Stickability And Patience
Galatians 5: 22-23 –
‘But the fruit of the Spirit is love, joy, peace, FORBEARANCE, kindness, goodness, FAITHFULNESS, gentleness and self-control. Against such things there is no law.’
We’ve got two fruit today: forbearance and faithfulness. Well, one and a half really as I’m going to cut forbearance in two, eat one half today and the other tomorrow.
But let’s start with faithfulness. What is it? Above all, faithfulness is sticking to our belief in the goodness of God no matter what. That’s trust. And that is quite challenging. In these past troublesome months when through an evil disease the world has been turned upside down, have you found moments when your faith in God has wobbled? So much pain, so much distress. Why don’t you stop it God? Are you really there?
I wonder if in Spring 1940 my Christian parents were ‘wobbling’ when their desperate prayers for World War 2 to end went unanswered. Or my great-grandparents in Spring 1915 as World War 1 ravaged the world. But they and many like them, despite the horrors, held tight to faith in Jesus and eventually saw evil overcome. They chose to be faithful, to trust.

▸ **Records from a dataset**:
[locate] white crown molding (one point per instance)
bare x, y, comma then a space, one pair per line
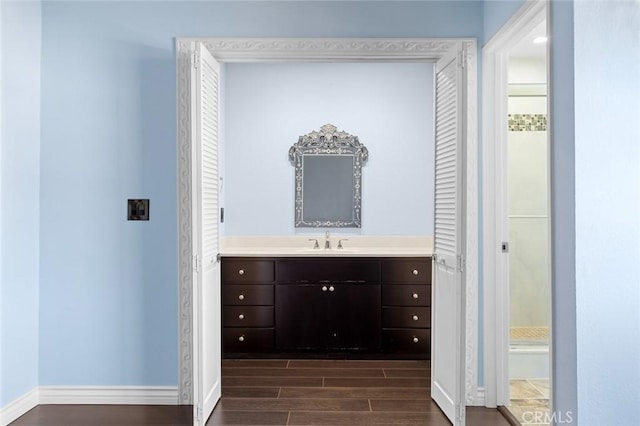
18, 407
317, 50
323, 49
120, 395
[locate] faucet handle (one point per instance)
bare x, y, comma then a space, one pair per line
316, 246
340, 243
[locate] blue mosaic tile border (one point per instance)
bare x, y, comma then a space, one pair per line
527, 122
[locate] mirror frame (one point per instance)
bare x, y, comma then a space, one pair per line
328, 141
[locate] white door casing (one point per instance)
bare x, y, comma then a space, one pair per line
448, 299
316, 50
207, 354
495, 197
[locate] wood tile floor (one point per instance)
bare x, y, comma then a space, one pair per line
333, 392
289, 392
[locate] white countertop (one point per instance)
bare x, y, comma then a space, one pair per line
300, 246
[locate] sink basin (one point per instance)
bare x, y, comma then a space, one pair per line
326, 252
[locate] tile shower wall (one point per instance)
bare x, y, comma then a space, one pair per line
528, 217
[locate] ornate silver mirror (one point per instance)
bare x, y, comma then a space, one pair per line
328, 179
...
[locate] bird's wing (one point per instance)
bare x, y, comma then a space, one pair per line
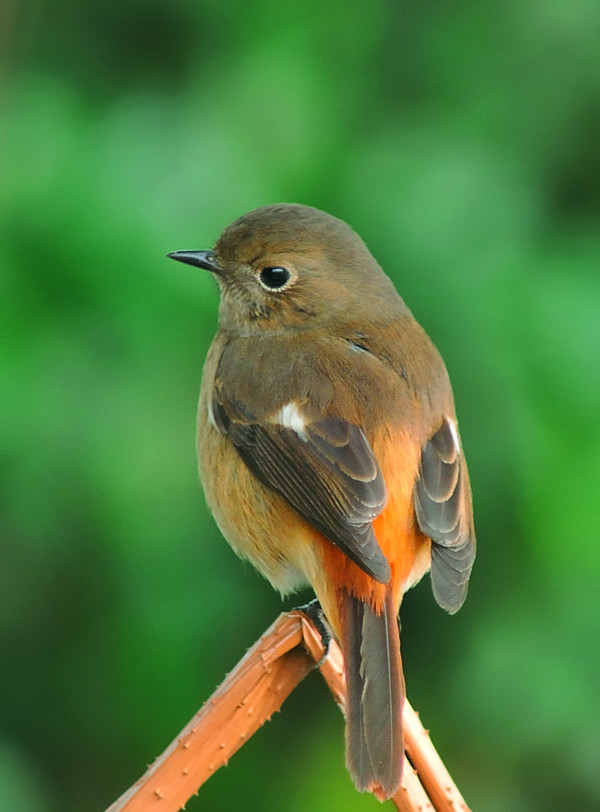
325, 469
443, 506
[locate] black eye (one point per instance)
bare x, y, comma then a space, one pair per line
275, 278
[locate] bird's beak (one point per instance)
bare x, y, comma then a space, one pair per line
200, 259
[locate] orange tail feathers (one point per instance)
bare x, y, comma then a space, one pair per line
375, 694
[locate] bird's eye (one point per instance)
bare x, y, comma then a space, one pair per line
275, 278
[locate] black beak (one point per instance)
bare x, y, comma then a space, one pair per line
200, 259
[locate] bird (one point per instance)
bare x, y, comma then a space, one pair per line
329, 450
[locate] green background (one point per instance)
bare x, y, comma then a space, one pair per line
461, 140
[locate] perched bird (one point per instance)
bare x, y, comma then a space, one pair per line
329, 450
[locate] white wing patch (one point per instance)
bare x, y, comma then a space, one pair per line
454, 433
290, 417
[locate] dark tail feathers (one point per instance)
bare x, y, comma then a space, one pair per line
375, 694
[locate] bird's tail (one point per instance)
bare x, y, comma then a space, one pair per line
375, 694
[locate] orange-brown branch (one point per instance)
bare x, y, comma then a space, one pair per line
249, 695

▸ **Using the information**:
A – Quote each question asked in the devotional on faithfulness.
B – Extend the devotional on faithfulness past its last paragraph.

▸ **Answers to each task**:
A –
- What is it?
- In these past troublesome months when through an evil disease the world has been turned upside down, have you found moments when your faith in God has wobbled?
- Why don't you stop it God?
- Are you really there?

B –
But they had to wait: they needed the fruit of forbearance too, or patience as it’s often translated. Today’s half of the fruit is the patience exercised in bad circumstances: whether that’s a personal health problem, a pandemic, a broken relationship, hopes and dreams deferred.
We’re naturally impatient: God I want you to do this now, we beg. You should do it now, God: you know it makes sense. And we struggle with disappointment and our faith wobbles when God doesn’t do what we tell him. Ah, there we have it – we do get to ask God for anything, but we don’t get to order him how and when to do it!
Faith and patience teach us to ask, wait, trust.
Prayer – Lord of all goodness, I choose to trust in you, for today and tomorrow.